Work instructions —
Every record below is to be retyped exactly.

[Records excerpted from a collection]
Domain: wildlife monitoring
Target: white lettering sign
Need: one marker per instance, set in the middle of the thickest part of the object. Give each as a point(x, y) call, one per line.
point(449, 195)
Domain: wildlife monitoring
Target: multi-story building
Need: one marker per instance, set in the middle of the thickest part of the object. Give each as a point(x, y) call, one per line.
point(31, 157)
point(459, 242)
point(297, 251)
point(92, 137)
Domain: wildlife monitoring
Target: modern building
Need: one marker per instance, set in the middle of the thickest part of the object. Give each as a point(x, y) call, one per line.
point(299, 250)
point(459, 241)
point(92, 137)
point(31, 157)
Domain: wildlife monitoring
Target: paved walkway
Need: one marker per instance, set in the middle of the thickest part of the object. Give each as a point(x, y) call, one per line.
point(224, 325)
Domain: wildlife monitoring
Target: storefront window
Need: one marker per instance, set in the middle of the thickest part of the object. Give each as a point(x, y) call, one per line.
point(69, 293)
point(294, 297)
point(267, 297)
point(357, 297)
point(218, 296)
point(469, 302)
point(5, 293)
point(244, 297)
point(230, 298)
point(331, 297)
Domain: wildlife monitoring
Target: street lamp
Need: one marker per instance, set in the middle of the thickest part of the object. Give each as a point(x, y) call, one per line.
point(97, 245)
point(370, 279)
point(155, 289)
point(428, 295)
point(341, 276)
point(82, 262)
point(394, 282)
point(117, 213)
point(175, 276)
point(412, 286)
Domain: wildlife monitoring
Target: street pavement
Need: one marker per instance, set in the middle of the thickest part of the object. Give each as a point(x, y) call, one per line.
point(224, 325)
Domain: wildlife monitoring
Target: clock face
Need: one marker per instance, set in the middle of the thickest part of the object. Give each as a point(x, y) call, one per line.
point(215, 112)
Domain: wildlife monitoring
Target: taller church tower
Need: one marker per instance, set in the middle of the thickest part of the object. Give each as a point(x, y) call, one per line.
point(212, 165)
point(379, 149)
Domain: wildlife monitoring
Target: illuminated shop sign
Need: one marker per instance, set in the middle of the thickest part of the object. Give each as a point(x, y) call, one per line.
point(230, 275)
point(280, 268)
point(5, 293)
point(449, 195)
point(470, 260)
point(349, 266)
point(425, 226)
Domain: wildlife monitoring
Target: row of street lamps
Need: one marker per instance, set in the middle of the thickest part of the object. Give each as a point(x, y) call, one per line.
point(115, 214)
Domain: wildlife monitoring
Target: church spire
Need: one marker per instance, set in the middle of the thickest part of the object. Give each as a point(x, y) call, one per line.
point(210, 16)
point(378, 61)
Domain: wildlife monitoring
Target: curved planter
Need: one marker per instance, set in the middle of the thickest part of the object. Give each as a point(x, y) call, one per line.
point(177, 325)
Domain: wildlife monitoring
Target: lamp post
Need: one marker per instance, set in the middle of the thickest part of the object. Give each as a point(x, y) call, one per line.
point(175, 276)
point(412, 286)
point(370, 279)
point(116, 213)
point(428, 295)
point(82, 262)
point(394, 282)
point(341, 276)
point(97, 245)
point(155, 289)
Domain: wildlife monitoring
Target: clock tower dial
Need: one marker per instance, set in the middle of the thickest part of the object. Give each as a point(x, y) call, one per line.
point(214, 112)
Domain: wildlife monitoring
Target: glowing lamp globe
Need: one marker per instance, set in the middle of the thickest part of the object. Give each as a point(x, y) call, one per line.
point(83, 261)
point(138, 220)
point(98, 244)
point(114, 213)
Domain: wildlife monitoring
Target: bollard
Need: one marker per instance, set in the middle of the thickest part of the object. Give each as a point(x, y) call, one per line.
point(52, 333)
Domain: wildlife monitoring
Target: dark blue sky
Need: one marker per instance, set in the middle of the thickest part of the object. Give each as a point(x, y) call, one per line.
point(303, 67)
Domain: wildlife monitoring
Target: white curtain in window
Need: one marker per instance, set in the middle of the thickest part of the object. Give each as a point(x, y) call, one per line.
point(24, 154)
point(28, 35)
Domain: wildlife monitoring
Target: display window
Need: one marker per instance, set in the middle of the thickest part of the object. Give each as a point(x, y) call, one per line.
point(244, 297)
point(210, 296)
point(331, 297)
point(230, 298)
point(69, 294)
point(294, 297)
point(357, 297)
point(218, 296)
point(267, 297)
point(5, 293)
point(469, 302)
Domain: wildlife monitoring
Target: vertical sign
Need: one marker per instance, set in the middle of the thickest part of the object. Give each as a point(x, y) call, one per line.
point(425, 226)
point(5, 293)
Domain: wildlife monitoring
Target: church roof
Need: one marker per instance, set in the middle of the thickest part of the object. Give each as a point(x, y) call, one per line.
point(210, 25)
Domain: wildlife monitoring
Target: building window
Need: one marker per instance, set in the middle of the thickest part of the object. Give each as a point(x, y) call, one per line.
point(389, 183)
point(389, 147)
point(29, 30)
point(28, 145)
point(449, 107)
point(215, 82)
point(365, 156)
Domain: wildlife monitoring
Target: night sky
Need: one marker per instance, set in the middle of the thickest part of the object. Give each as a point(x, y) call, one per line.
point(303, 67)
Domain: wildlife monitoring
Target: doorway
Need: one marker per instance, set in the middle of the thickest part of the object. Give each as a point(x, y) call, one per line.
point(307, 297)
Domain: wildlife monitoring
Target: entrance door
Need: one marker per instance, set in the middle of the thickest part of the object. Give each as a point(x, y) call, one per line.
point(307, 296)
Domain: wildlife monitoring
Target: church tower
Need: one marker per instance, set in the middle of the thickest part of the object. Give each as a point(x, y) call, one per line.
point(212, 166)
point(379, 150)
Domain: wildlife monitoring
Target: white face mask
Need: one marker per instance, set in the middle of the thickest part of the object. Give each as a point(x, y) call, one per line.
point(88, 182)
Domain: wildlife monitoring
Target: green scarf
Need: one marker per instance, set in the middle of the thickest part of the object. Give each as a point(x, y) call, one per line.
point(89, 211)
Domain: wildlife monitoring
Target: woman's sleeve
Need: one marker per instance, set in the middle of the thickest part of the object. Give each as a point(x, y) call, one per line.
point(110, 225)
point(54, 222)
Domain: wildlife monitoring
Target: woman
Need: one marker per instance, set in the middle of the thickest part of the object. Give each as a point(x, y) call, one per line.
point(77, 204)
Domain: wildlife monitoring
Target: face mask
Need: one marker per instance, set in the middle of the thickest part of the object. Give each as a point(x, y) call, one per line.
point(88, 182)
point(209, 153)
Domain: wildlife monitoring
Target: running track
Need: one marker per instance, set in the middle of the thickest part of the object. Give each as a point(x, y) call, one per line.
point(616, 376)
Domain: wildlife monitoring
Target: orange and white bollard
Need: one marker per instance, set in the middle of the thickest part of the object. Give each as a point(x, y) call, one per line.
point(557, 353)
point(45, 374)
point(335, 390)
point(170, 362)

Correct result —
Domain: wildlife monitoring
Target: white lettering sign
Need: one marker per instance, set in the middle of the thickest part of the object. Give each as a point(x, y) call, one per line.
point(449, 195)
Domain: wildlife monitoring
Target: multi-story building
Need: one marker per instance, set in the middle of the thickest part of the object. Give each as a point(x, y) call, one per line.
point(31, 157)
point(459, 242)
point(297, 251)
point(92, 137)
Domain: wildlife monitoring
Target: modern building
Need: one marker per instance, set in the middle of the thickest part of the object. Give each as a point(x, y) call, one per line.
point(299, 250)
point(459, 241)
point(92, 137)
point(31, 157)
Domain: wildlife monitoring
Target: paved walkway
Need: one marker per instance, set in the middle of the thickest part of the object. Give each as a point(x, y) call, one per line.
point(224, 325)
Domain: wildlife monitoring
Target: storefront window
Need: one marker per instance, set in the middle of the thickest part of the object. Give each as a point(x, y) call, one per line.
point(69, 293)
point(294, 297)
point(267, 297)
point(357, 297)
point(218, 296)
point(469, 302)
point(5, 293)
point(244, 297)
point(230, 298)
point(331, 297)
Domain: wildlife monitoring
Target: street lamp
Need: one marker per instance, set in the middle of the thickest part of the object. Give each as a point(x, y) call, one per line.
point(97, 245)
point(370, 279)
point(155, 289)
point(428, 295)
point(341, 276)
point(82, 262)
point(394, 282)
point(117, 213)
point(175, 276)
point(412, 286)
Domain: wildlife monitoring
Target: street pavement
Need: one marker per instance, set in the middle of the thickest part of the object. Give each as a point(x, y) call, one per line.
point(224, 325)
Domain: wildlife monitoring
Target: clock face
Need: one marker per instance, set in the middle of the thickest part of the object. Give each as a point(x, y) call, one per line.
point(215, 112)
Domain: wildlife monitoring
Target: taller church tower
Need: one marker per instance, set in the middle of the thickest part of the object. Give each as a point(x, y) call, one per line.
point(212, 165)
point(379, 149)
Domain: wildlife monitoring
Target: illuminated shop sign
Need: one marker per instance, set in the middle of the thickest part of the object. Give each as a point(x, y) call, one per line.
point(230, 275)
point(280, 268)
point(5, 293)
point(449, 195)
point(470, 260)
point(349, 266)
point(425, 226)
Domain: wildlife monitoring
Target: row of street lamps
Need: one marker per instance, set in the middle of the thickest part of the object. Give each as a point(x, y) call, one per line.
point(115, 214)
Domain: wildlife monitoring
Target: church spire
Need: one marker per instance, set in the middle of the thickest part of the object. Give each as a point(x, y) call, one per line.
point(210, 16)
point(378, 61)
Domain: wildlife monitoring
Target: curved planter
Need: one marker per instance, set in the middle of the thickest part of the object. Give each as a point(x, y) call, one per line.
point(177, 325)
Domain: wildlife monitoring
Target: lamp post
Need: one marker per instance, set in the middle of the thickest part of the object. Give each as a point(x, y) call, one per line.
point(175, 276)
point(412, 286)
point(370, 279)
point(116, 213)
point(428, 295)
point(82, 262)
point(394, 282)
point(341, 276)
point(97, 245)
point(155, 289)
Domain: wildlife monitoring
Target: clock tower dial
Need: one marker per instance, set in the middle of the thickest part of the object. Give each as a point(x, y) call, one per line.
point(214, 112)
Domain: wildlife monitoring
Target: glowing lamp globe
Need: one marker per instance, set in the middle of the thickest part of the object. Give each as a point(x, y) call, one per line.
point(83, 261)
point(138, 220)
point(98, 244)
point(114, 213)
Domain: wildlife monitoring
Target: bollard
Need: one marker per instance, set in the middle of the thickest part of the object. Give each as a point(x, y) call, one per line.
point(52, 333)
Domain: wildlife monitoring
Target: dark blue sky
Need: one marker per instance, set in the middle of the thickest part of the object. Give each as a point(x, y) call, one per line.
point(303, 67)
Domain: wildlife monitoring
Target: white curtain in window
Need: one marker per instance, set in the middle of the thickest part of the object. Give each as a point(x, y) call, one per line.
point(24, 154)
point(28, 35)
Domain: wildlife monitoring
Target: display window
Need: one marker per instance, set in the middle of the thickest part of the object. Give each as a point(x, y) call, one per line.
point(244, 297)
point(210, 296)
point(331, 297)
point(230, 298)
point(69, 294)
point(294, 297)
point(357, 297)
point(218, 296)
point(267, 297)
point(5, 293)
point(469, 302)
Domain: wildlife monitoring
Target: vertical sign
Need: one marker per instance, set in the middle of the thickest part of the object. Give each as a point(x, y) call, one per line.
point(425, 226)
point(5, 293)
Domain: wildlife monitoring
Target: church roof
Need: one marker per instance, set in the middle of the thickest part of the object. Give each as a point(x, y) call, one per line.
point(210, 25)
Domain: wildlife monitoring
Target: building window
Need: one marker per instance, set in the middle of the thickest part of the object. Give each as a point(x, y) call, one per line.
point(389, 183)
point(389, 147)
point(29, 30)
point(28, 145)
point(449, 107)
point(215, 82)
point(365, 156)
Domain: wildlife monitoring
Target: night sky
Need: one marker per instance, set in the middle of the thickest part of the object. Give each as a point(x, y) call, one per line.
point(303, 67)
Domain: wildlife monitoring
Target: doorway
Need: one marker per instance, set in the middle of the thickest part of the object. Give each as a point(x, y) call, one per line.
point(307, 297)
Domain: wildlife monitoring
Target: entrance door
Need: one marker per instance, set in the middle of the thickest part of the object. Give each as a point(x, y) call, one per line.
point(307, 296)
Domain: wildlife monitoring
Target: church tower
Need: one marker per instance, set in the middle of the thickest part of the object. Give each as a point(x, y) call, one per line.
point(212, 166)
point(379, 150)
Domain: wildlife monitoring
Target: white face mask
Need: one marker per instance, set in the middle of the thickest part of the object. Give each as a point(x, y) call, one per line.
point(88, 182)
Domain: wildlife monitoring
Target: green scarf
Need: one marker per instance, set in the middle of the thickest part of the object. Give each as a point(x, y) call, one per line.
point(89, 211)
Domain: wildlife monitoring
Target: woman's sleeve
Need: one marker per instance, set in the middle of the thickest part of the object. Give each as a point(x, y) call, one per line.
point(110, 225)
point(54, 222)
Domain: wildlife monitoring
Target: woman
Need: one marker per instance, set in the middle of the thickest part of the object. Give each as a point(x, y) call, one per line.
point(77, 204)
Domain: wildlife monitoring
Target: face mask
Need: one marker per instance, set in the middle of the thickest part of the object. Give each as a point(x, y) call, one per line.
point(88, 182)
point(209, 153)
Domain: wildlife monitoring
Target: running track
Need: one marker per instance, set in the middle of the thickest part of the object. Give each as a point(x, y) call, one per line.
point(616, 376)
Domain: wildlife monitoring
Target: orange and white bollard
Need: one marker per instance, set in the middle of the thickest part of the object. Give each as a point(x, y) call, one per line.
point(557, 353)
point(45, 374)
point(335, 390)
point(170, 362)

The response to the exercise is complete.